* _Goal_:
In the records below, reproduce only the stretch from the line containing "task: segment the railway rail" through the line containing "[[[101,393],[0,382],[0,396],[98,396]]]", requests included. Multiply every vertex coordinate in the answers by 2.35 and round it to a whole number, with halves rounded up.

·····

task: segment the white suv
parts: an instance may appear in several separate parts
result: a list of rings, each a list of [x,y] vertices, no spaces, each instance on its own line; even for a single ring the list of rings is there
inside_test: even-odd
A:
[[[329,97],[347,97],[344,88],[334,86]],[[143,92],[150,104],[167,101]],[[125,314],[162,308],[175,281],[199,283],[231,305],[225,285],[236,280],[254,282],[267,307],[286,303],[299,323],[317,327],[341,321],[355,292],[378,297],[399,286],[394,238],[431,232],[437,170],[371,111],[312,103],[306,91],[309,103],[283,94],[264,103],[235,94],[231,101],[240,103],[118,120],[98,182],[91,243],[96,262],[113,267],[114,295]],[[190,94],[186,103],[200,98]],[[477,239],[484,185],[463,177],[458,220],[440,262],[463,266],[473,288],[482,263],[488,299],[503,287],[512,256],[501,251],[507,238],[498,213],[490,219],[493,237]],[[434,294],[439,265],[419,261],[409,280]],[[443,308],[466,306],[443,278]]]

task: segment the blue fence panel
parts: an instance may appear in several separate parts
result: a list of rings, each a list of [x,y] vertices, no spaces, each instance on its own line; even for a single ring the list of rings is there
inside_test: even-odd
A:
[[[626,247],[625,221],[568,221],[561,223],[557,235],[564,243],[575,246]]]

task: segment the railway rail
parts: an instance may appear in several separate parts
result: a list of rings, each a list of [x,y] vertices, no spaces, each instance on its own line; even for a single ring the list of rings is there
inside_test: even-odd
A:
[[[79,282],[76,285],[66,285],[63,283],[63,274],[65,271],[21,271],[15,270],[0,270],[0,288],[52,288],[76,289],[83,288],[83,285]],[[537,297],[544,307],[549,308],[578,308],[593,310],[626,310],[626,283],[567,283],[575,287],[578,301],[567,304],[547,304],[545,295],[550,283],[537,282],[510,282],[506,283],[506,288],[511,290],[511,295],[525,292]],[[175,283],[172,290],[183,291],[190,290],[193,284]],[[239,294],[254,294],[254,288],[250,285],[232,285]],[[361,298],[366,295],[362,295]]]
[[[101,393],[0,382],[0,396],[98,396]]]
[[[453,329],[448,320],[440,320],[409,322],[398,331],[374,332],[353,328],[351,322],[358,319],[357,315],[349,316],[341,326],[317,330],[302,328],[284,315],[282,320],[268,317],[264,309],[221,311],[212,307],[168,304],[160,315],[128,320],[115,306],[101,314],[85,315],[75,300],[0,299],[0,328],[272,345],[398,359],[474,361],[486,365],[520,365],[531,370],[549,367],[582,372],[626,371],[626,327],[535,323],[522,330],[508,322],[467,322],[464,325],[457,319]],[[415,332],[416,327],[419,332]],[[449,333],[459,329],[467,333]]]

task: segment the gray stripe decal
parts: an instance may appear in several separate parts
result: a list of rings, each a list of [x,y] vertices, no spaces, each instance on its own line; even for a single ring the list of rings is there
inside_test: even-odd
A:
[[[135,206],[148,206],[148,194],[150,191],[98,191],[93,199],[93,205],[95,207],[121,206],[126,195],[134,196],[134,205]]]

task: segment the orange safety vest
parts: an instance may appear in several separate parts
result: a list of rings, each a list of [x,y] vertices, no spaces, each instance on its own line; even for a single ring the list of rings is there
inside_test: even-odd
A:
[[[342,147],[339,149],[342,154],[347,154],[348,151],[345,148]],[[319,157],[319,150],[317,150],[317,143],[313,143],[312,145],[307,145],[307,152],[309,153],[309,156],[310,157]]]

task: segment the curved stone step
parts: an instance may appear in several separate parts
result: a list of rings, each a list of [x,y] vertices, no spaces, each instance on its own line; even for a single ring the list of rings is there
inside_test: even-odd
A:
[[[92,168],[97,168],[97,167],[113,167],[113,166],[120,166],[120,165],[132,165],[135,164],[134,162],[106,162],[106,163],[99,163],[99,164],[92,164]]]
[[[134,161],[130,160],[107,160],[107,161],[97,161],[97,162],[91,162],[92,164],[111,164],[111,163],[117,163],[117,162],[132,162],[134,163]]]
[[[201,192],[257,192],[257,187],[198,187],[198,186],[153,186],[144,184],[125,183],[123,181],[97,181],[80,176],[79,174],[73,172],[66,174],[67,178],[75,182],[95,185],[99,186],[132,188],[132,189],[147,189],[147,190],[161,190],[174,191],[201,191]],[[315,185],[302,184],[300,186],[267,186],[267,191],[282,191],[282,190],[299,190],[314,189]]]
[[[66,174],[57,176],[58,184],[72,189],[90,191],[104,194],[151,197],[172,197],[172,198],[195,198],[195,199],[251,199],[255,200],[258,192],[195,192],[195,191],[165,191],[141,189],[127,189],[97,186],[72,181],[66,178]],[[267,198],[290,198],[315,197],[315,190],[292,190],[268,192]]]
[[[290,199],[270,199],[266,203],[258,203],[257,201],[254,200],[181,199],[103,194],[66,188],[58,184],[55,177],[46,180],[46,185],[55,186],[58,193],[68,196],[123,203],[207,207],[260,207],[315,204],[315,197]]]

·····

* _Response to this exercise_:
task: segment the railway rail
parts: an instance may appear in several separate parts
result: a list of rings, each a list of [x,y] vertices, no spaces, each instance on its own line; even for a single ring the list of rings is there
inside_test: even-odd
A:
[[[186,663],[179,670],[155,670],[148,665],[148,644],[153,637],[49,637],[35,635],[0,635],[0,677],[122,677],[179,679],[195,677],[195,670]],[[1262,698],[1278,721],[1290,724],[1358,724],[1394,729],[1471,729],[1471,665],[1332,665],[1351,674],[1358,707],[1332,714],[1285,714],[1281,693],[1293,665],[1262,663],[1199,663],[1189,665],[1189,677],[1201,682],[1201,693],[1234,686]],[[411,665],[404,682],[430,684],[447,682],[454,667]],[[562,691],[597,691],[597,677],[588,670],[545,670]],[[848,700],[860,693],[851,693]]]
[[[237,924],[0,898],[0,931],[230,931]]]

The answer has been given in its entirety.